> **Reading text**
Content starts

Being a veterinarian is a very rewarding, joyful, and satisfying profession. However, with every job, there is a down side. In this profession, it is performing euthanasias.


          Our own dogs are our family members. The realization that our "children" are fatally ill and dying is painful enough: having to play God and consider the option of euthanasia can be devastating.


          Dogs may be sickly for many reasons. It is the veterinarian's duty to perform a thorough exam, run applicable diagnostic tests and hopefully arrive at a diagno­sis so a prognosis can be given. Once an animal has been determined to be terminal, the owner's pain escalates. Now phase two of asking questions commences. Is she/he in pain? How much time do they have? What do we do now? What would you do? Are you sure she/he is not suffering?


          What to do with a pet is a very personal decision often tempered by an owner's previous experiences and present situation. A person who recently lost a loved one to a painful/trying disease may be less likely to go ahead with treatment. We have to understand the owner's pain and their wanting to spare their loved ones. Some animals will be sent home to live their life to completion. Some owners elect euthana­sia while the animal is still relatively okay, in hopes of avoiding any potential suffering. When discussing options with owners, it is very important for the owners to ask questions. Unfortunately the answers are not always available.


          There are many options in the treatment of terminal pets. These include: 1) benign neglect (i.e. do nothing and let nature take it's course): 2) benign neglect while the animal is stable and happy, then euthanasia when the quality of life deteriorates; 3) treat either medically and/or surgically to increase survival time, euthanasia when doing poorly; 4) immediate euthanasia, sometimes to decrease the suffering of the owners as well as the pets. Sitting by and watching our "children" doing poorly can be unspeakably difficult-- sometimes it is best for some family members not to have to experience the pain. Before any euthanasias are performed, the owners must be convinced that they are making the correct decision. I never want anyone, years later, second-guessing themselves...should we have? did we do the right thing? Personally, quality of life be­comes the ultimate determining factor in making any decisions. If the animal is terminal and suffering, it is time. If the animal is terminal, yet doesn't know it is sick, take the dog home and spoil it. My Dobe, poppy, has chronic active hepatitis. The disease was discovered early with routine blood work and the diagnosis was confirmed with explor­atory surgery and biopsies. The disease is usually fatal since is typically diagnosed when the animal is end-stage (in the final stages of the disease). Instead of only having one month with her, it has been almost five years since she was diagnosed. She has not had a sick day yet. (For this reason, I recom­mend a minimum of yearly work-ups once the animal is five-years-old. Some profes­sionals recom­mend starting even earlier.)  We've had other dogs with terminal cancer that had surgery to help prolong their lives for only four weeks -- and yet those four weeks of quality time for the pet and owners were very important. Those twenty-eight days can give the owners quality time to spend with their loved one and time to accept and grieve at their eminent loss.


          The most often asked question I hear is "How will I know when it is time?" To those people, all I can say is that when it is time, they will know it. When the animal has that look in their eyes, when life is no longer fun, they stop eating, playing and basical­ly they stop enjoying life--then it is time. If the owners are not sure if it is time, then it's not time.

Content ends

> **Assignment 1**
According to the euthanasia article, what disease does the writer's Dobe have?
> **Assignment 2**
Reproduce the euthanasia article from "Being a veterinarian" to "can be devastating.".
The data after this point isn't needed for anything here.

> **Information shown**

Content starts

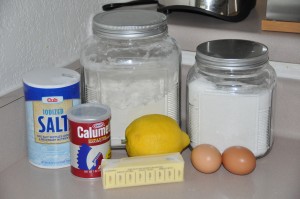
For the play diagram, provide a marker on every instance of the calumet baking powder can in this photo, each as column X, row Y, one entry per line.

Content ends

> **Task answer 1**
Chronic active hepatitis.

> **Task answer 2**
Being a veterinarian is a very rewarding, joyful, and satisfying profession. However, with every job, there is a down side. In this profession, it is performing euthanasias.


          Our own dogs are our family members. The realization that our "children" are fatally ill and dying is painful enough: having to play God and consider the option of euthanasia can be devastating.